I felt some guilt for leaving, but joy in knowing how much more physically and emotionally present with my baby daughter I would get to be. I used to hold her and imagine the types of trauma and misdirected pain that would lead someone to hurt a child like her. It’s been 3 and a half years, and I hardly ever do that now when I hold my small son. I feel less guilt.

I came to my role on a church staff to work with youth and adult small groups fully aware that the church holds great power to look squarely at trauma, to help people weave meaning through their experiences and to build a web of connection out of hurting souls, holding the lights for each other and looking towards the dim vision of a different Kingdom. God comforts the afflicted and afflicts the comfortable. We hold mirrors for others and learn to see ourselves differently. The church also churns, but in theory the systems are in place for a productive churning that leads to transformation. I didn’t often find the Holy Spirit in courtrooms, though it seemed like the exact place the Advocate should be. Surely, the Spirit would be more present in the churning of souls at church. I was ready for these rhythms.

Now, I walk with people whose fears are generally less proximate, but no less real. I use different tools. I learned to be less intense. I name the growing edges and sit in tension and dwell in grief. I tell and retell and tear at and cry over the stories in a very old and very mysterious and very consequential book. I feed people pizza and homemade soup as God feeds them grace. I sing and pray and preach and improvise. I marvel at people’s capacity to be generous to each other. I speak of warm places in hearts.

I sometimes find excellent resources for this ministry of walking along together, but generally the offerings don’t accomplish what I seek. I have written grumpy letters to publishers and marked up far too many catalogs that can’t seem to print the phrase “women’s ministry” without using a flowy scripty font or restrain from plastering the pages with stock photos of tea cups. I often write my own studies to beef up shallow pop theology books, create Bible studies to parallel resources that aren’t expressly made for churches, and try to make dense theological material more accessible for small groups. The youth curriculum out there is especially bad (with a few exceptions), though that may be in part because my youth are particularly great and would often rather talk seriously about grief and death than easier subjects.

§ **Required work**: Pick up the reflection on church ministry where it stops and continue it.

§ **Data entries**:
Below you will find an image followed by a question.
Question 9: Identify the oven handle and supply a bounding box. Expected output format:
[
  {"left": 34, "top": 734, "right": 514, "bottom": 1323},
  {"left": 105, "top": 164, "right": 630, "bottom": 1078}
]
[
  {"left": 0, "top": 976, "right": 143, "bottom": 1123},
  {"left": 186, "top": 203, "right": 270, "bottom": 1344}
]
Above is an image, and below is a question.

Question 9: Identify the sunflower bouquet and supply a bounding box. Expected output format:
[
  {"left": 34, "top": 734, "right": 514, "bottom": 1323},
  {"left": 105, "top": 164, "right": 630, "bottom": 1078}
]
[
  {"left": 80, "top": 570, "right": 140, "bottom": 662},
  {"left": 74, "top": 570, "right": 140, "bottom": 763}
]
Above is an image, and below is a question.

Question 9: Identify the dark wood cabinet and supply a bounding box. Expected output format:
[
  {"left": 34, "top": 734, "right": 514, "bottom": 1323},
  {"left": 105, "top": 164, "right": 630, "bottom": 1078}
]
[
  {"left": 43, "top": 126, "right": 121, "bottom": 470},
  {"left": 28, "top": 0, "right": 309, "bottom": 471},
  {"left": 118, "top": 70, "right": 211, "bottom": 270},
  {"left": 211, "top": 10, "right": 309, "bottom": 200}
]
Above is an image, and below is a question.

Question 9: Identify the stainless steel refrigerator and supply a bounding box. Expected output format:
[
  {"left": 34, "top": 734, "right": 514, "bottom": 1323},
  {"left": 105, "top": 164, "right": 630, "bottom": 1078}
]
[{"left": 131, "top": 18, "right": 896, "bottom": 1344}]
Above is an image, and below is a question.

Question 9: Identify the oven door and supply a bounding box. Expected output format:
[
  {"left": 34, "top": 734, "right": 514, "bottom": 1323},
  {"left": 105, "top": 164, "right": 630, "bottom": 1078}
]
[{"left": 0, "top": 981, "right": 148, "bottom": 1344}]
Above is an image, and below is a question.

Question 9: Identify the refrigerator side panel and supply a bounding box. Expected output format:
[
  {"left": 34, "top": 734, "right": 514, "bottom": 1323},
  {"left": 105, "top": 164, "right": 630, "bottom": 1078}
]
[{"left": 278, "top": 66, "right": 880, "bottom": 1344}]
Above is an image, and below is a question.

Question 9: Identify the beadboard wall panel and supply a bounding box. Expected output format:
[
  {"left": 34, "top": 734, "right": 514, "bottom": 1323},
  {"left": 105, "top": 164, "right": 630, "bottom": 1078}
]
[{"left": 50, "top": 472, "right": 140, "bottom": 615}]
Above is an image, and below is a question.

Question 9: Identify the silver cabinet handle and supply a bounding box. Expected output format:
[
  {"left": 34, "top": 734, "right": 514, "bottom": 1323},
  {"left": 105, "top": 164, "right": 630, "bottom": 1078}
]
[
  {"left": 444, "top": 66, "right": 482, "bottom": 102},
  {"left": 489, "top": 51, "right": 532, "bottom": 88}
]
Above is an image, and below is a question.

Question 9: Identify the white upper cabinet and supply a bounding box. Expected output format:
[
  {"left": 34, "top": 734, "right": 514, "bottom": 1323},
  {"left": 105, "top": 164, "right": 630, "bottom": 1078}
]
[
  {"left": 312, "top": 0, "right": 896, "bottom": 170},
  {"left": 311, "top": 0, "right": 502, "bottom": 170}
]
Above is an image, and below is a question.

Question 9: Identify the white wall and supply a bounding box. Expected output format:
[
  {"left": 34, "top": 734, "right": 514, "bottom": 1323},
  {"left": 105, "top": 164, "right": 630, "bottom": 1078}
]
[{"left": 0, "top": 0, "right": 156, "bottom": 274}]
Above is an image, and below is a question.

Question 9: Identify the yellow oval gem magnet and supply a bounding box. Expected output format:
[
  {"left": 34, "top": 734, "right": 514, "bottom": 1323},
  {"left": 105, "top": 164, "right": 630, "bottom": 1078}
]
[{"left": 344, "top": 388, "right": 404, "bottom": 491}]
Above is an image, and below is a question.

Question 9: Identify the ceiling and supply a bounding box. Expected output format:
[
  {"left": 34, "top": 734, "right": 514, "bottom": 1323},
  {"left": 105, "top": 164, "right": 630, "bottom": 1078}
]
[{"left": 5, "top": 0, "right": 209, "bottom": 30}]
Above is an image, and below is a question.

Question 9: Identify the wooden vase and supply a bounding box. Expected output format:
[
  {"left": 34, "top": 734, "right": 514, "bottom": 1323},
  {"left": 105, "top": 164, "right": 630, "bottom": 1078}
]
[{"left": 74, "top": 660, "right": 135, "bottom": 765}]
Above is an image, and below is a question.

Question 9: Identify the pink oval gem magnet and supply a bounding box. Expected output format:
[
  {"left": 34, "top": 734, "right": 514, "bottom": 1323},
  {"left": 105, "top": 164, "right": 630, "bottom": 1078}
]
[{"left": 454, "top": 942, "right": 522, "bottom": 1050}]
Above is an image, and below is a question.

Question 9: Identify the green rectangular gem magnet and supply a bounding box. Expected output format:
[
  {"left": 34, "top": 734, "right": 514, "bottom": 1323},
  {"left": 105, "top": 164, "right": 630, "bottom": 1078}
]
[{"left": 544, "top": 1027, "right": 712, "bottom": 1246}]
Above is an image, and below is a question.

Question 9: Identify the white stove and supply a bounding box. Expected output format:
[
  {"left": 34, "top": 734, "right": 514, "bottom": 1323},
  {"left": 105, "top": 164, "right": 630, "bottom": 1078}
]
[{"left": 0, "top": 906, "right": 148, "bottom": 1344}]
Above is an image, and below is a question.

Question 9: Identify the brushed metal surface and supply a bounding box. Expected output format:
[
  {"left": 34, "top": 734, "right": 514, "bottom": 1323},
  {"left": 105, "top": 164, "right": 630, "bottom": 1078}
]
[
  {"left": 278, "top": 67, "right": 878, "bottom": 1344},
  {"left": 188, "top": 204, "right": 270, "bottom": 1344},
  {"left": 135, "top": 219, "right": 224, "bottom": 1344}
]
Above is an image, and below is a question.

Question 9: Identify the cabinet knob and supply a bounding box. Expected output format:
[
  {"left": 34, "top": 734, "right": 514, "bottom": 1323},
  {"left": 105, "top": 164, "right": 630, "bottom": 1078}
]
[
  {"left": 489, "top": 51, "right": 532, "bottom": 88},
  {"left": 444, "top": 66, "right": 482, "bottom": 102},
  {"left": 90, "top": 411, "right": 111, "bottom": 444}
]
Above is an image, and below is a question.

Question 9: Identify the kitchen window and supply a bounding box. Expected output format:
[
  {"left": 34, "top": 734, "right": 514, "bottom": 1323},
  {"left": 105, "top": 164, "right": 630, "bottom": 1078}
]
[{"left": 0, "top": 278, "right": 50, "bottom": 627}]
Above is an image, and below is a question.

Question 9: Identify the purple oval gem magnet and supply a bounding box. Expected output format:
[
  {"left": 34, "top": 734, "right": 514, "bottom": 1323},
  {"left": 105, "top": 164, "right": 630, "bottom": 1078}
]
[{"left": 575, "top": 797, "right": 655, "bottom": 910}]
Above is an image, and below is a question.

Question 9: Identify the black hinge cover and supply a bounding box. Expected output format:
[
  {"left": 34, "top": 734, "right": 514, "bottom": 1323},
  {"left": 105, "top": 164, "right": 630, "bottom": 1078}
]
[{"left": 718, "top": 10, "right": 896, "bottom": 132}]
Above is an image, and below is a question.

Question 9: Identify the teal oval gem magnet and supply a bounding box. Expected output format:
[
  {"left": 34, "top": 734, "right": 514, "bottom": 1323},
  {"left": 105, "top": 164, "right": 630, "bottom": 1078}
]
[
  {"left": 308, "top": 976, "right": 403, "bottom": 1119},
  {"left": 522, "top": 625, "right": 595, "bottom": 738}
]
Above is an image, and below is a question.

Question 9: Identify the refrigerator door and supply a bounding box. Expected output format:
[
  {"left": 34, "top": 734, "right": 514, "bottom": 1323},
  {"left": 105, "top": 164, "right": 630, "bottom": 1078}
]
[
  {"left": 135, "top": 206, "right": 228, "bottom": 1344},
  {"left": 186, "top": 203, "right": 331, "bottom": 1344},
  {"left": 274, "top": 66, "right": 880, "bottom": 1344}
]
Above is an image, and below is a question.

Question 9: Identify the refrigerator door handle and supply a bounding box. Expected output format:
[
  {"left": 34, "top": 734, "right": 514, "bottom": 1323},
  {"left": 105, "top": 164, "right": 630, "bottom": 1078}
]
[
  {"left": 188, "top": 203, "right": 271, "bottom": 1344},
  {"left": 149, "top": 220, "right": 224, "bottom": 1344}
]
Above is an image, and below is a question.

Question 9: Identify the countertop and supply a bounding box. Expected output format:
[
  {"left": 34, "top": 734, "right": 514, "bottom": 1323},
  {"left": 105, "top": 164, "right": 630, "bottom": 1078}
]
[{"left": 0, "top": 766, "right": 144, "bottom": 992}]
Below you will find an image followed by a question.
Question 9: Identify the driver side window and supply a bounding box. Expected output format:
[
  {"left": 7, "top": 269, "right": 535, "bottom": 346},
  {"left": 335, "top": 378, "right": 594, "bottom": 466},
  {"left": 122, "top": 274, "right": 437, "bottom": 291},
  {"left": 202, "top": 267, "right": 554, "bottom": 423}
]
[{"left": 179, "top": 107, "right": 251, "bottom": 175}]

§ **Answer**:
The consequences of doing this work badly are real, no matter the softness of the words you use to describe failure. To leave souls without any resources or community to salve trauma or to treat the wounds on our spirits is to miss an opportunity to intercept the cycles of violence and abuse and despair that plague us all. So I do not want studies and tools for discipleship that will tell me how wonderful I am for showing up to an event that isn’t Sunday worship and offer me a fluffy, placating, faith. I want ones that expect me to read and wrestle and confront and yield. This is the aspiration of my ministry.

I’m seven years out from graduation and have spent my days doing the two things I said I didn’t want to do. But I get to walk with people as we seek healing for our tender places and our broken world, and to dream a better way. For this, I am grateful.

Lately, I’ve been nurturing a vision of how to share the best of what I’ve created and learned along the way with a broader audience. I love teaching and equipping. I have volunteered and trouble-shot and you-tubed and googled my way into quite a bit of tech knowledge that I’m sharing with others who want to fill their communities with powerful and meaningful things.